> **Task**:
Copy the items below, replacing "much appreciated" with "greatly appreciated" everywhere it occurs and leaving everything else the same.

> **Dataset excerpts**:

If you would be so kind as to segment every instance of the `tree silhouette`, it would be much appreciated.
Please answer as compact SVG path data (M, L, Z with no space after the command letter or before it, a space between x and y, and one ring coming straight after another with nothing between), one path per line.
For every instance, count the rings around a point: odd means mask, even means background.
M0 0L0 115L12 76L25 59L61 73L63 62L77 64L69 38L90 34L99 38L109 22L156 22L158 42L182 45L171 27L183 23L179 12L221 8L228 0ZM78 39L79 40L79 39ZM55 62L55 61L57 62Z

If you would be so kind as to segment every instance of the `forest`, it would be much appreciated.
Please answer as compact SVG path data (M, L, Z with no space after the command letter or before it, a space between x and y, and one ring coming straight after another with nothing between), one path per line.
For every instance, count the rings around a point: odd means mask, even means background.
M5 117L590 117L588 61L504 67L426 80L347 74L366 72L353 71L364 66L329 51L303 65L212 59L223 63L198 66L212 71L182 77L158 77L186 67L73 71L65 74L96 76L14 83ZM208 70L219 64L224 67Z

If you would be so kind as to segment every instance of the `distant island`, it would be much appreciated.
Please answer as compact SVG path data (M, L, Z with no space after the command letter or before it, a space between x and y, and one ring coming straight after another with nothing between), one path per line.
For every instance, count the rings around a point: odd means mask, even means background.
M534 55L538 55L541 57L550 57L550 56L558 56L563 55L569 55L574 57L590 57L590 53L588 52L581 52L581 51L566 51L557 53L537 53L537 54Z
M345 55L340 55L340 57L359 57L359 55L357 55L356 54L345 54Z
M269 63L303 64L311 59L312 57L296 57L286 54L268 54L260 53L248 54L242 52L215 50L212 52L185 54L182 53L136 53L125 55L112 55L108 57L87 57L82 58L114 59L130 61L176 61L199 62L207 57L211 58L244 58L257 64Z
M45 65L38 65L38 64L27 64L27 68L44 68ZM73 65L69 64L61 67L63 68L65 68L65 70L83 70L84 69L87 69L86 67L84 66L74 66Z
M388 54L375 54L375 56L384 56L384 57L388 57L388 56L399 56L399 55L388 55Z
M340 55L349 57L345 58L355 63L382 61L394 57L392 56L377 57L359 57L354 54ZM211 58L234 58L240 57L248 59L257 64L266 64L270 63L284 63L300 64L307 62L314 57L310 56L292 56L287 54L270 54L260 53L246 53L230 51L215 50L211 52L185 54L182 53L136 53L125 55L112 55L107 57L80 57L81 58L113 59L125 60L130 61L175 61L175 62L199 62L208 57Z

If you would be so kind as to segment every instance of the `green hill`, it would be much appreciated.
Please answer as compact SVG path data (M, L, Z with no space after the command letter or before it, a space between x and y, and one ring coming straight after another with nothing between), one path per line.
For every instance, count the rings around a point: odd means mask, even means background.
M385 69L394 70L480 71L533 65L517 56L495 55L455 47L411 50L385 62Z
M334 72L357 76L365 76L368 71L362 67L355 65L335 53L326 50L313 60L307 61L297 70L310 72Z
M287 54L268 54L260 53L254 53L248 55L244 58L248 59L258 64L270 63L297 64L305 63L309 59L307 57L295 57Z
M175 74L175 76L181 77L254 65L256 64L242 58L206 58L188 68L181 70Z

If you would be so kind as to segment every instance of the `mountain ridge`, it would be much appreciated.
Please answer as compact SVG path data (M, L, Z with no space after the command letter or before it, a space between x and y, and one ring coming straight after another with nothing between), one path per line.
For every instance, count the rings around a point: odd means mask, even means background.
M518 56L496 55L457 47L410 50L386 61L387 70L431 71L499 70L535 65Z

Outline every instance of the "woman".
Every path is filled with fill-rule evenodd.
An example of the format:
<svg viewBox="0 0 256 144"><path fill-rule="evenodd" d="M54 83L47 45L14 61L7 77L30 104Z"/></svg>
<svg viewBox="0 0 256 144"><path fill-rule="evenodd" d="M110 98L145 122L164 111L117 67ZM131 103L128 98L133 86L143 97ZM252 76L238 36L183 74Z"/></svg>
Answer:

> **Completed task**:
If you would be so kind as to segment every instance of the `tree silhouette`, it would be greatly appreciated.
Please answer as compact SVG path data (M, L, Z with no space after the command letter or before it, a space between x and y, and one ring coming straight after another with nothing between), one path per line.
For every instance, count the rings around a point: odd means mask, even means background.
M0 0L0 115L12 76L25 59L61 73L63 62L77 64L69 38L90 34L99 38L109 22L156 22L158 42L182 45L171 27L183 23L179 12L221 8L228 0ZM78 39L79 40L79 39ZM55 62L55 61L57 62Z

If you would be so kind as to segment every instance of the `forest`, it would be greatly appreciated.
Please answer as compact SVG path data (M, L, Z with no space after the command letter or before it, a space between x and y, and one ring coming straight after another with nothing between), one path per line.
For every instance, count the rings around a point: odd means mask, even means background.
M5 117L590 117L588 61L504 67L426 80L347 74L366 72L353 71L364 66L329 51L303 65L212 59L223 63L198 66L212 71L182 77L158 77L186 67L73 71L65 74L96 76L14 83ZM208 70L219 64L224 67Z

If you would be so kind as to segment every instance of the `distant island`, it would be greatly appreciated.
Please answer as compact SVG path data (M, L, Z with no space after the command letter or before it, a space between x and y, and one ring coming straight after another with nothing between), one path per line.
For every instance, count the rings around a point: odd means mask, even means background.
M534 55L538 55L541 57L550 57L550 56L558 56L563 55L569 55L574 57L590 57L590 53L588 52L581 52L581 51L566 51L557 53L537 53L537 54Z
M345 55L340 55L340 57L359 57L359 55L357 55L356 54L345 54Z
M269 63L303 64L311 59L312 57L296 57L286 54L268 54L260 53L248 54L242 52L215 50L212 52L185 54L182 53L136 53L125 55L112 55L108 57L87 57L82 58L114 59L130 61L176 61L199 62L207 57L211 58L244 58L257 64Z
M45 65L38 65L38 64L27 64L27 68L44 68ZM73 65L69 64L61 67L63 68L65 68L65 70L83 70L84 69L87 69L86 67L84 66L74 66Z
M388 54L375 54L375 56L384 56L384 57L388 57L388 56L399 56L399 55L388 55Z
M340 55L349 57L345 58L355 63L382 61L394 57L392 56L377 57L359 57L354 54ZM211 58L234 58L240 57L248 59L257 64L266 64L270 63L284 63L300 64L307 62L314 57L310 56L292 56L287 54L270 54L260 53L246 53L230 51L215 50L211 52L185 54L182 53L136 53L125 55L112 55L107 57L80 57L81 58L113 59L125 60L130 61L175 61L175 62L199 62L208 57Z

If you would be so kind as to segment every instance of the `green hill`, it would be greatly appreciated.
Please answer as compact SVG path data (M, L, Z with no space after the command letter or before it, a space between x and y, and one ring coming straight after another with nothing between), one path per line.
For every instance, count the rings around a point: odd means mask, even means background.
M385 69L394 70L480 71L533 65L517 56L495 55L455 47L411 50L385 62Z
M334 72L357 76L365 76L368 71L362 67L355 65L335 53L326 50L313 60L307 61L297 70L310 72Z
M287 54L268 54L260 53L254 53L248 55L244 58L248 59L258 64L270 63L297 64L305 63L309 59L307 57L295 57Z
M175 74L175 76L181 77L254 65L256 64L242 58L206 58L188 68L181 70Z

If you would be so kind as to segment every instance of the `mountain ridge`, it would be greatly appreciated.
Please answer as compact SVG path data (M, L, Z with no space after the command letter or before it, a space between x and y, and one ring coming straight after another with nothing between), one path per line.
For every instance, count the rings around a point: odd means mask, even means background.
M518 56L496 55L457 47L410 50L386 61L387 70L431 71L499 70L535 65Z

Outline every instance of the "woman".
Every path is filled with fill-rule evenodd.
An example of the format:
<svg viewBox="0 0 256 144"><path fill-rule="evenodd" d="M54 83L47 45L14 61L7 77L30 104Z"/></svg>
<svg viewBox="0 0 256 144"><path fill-rule="evenodd" d="M110 98L145 122L164 111L117 67ZM131 103L128 98L133 86L143 97ZM252 76L238 36L183 74Z"/></svg>
Answer:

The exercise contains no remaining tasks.